§ **Your goal**
Using the material below, print the line that contains "# test: identify the light blue shorts", the line that contains "# test: identify the soccer player", and every line in between, exactly and nothing else.

§ **Data for this task**
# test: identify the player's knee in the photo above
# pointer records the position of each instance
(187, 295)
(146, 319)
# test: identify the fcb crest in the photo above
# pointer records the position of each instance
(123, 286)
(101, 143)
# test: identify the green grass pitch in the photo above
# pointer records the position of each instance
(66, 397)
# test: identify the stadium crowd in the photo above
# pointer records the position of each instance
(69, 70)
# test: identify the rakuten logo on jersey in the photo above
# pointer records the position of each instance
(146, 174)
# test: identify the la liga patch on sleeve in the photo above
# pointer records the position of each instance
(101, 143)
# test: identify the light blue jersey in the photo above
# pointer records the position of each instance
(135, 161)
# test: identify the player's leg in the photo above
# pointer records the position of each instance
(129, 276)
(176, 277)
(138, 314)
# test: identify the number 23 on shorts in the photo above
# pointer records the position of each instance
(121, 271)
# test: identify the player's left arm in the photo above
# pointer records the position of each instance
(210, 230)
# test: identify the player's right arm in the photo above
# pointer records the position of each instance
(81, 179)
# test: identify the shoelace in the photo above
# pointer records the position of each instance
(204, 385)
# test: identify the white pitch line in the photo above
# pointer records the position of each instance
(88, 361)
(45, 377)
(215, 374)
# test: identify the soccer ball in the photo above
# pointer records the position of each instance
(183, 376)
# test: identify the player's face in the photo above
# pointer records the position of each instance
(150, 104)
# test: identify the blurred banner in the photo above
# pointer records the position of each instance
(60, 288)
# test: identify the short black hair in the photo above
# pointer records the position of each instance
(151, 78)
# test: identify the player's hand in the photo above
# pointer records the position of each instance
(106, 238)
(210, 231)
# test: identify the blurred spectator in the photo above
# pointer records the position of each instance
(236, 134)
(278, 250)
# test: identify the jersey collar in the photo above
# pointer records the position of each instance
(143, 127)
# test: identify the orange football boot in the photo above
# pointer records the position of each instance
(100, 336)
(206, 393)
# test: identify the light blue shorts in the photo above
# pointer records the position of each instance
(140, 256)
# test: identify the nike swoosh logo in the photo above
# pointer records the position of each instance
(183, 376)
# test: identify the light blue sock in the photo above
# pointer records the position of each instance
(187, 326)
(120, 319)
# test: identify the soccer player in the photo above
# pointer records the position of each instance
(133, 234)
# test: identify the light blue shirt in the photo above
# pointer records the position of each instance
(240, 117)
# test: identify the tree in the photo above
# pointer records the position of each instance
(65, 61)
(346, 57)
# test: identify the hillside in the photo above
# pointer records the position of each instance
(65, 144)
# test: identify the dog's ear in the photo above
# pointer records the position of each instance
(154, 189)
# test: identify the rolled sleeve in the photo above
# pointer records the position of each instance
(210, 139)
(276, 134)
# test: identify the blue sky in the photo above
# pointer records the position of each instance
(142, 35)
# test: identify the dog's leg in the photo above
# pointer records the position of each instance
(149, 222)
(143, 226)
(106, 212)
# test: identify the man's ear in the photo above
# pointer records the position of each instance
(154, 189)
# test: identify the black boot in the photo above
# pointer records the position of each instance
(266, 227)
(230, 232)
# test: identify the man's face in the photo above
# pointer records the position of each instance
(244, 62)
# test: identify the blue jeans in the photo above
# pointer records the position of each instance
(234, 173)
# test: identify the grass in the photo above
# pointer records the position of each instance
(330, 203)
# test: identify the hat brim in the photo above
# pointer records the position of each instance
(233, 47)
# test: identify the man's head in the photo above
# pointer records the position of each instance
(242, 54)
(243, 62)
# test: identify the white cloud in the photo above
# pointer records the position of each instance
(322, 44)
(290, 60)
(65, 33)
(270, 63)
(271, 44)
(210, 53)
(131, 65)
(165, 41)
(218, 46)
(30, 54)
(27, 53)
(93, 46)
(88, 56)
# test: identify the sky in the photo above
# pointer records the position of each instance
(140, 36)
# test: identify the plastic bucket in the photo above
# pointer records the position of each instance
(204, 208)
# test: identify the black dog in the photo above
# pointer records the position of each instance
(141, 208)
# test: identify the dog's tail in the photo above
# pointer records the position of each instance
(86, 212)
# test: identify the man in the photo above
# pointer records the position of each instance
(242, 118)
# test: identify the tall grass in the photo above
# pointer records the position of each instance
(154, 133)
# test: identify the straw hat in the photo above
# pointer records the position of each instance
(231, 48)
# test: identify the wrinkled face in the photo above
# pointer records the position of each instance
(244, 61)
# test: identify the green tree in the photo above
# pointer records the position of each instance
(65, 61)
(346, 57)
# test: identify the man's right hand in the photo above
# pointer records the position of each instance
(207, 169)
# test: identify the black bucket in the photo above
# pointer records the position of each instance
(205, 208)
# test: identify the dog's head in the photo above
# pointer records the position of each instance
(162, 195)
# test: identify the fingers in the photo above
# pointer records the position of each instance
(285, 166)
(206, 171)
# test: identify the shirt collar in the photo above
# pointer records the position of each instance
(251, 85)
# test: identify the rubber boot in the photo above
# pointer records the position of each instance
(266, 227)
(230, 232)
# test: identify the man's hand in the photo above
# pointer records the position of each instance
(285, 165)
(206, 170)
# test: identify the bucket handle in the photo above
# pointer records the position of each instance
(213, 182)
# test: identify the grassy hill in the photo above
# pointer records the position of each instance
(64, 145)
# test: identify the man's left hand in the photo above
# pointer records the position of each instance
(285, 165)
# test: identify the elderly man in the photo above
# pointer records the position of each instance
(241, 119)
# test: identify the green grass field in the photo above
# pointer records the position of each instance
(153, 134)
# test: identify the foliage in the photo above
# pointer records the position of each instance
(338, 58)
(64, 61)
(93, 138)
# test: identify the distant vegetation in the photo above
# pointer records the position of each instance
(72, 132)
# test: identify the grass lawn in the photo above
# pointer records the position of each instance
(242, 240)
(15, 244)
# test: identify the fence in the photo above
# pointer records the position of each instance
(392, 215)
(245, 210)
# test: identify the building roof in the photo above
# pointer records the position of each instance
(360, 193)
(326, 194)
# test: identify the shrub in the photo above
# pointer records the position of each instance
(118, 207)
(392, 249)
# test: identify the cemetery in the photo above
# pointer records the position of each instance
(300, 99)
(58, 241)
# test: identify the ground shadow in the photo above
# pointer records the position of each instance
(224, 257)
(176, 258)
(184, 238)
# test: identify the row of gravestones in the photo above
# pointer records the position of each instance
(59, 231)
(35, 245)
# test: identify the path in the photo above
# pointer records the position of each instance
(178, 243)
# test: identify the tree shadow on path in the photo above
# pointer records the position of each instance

§ **Exercise response**
# test: identify the light blue shorts in the photo above
# pointer records the position of each instance
(140, 256)
# test: identify the nike swoosh logo in the photo above
# pointer records the position of each instance
(183, 376)
# test: identify the light blue sock in the photo above
# pointer records the position of each instance
(187, 326)
(120, 319)
# test: identify the soccer player in the photo above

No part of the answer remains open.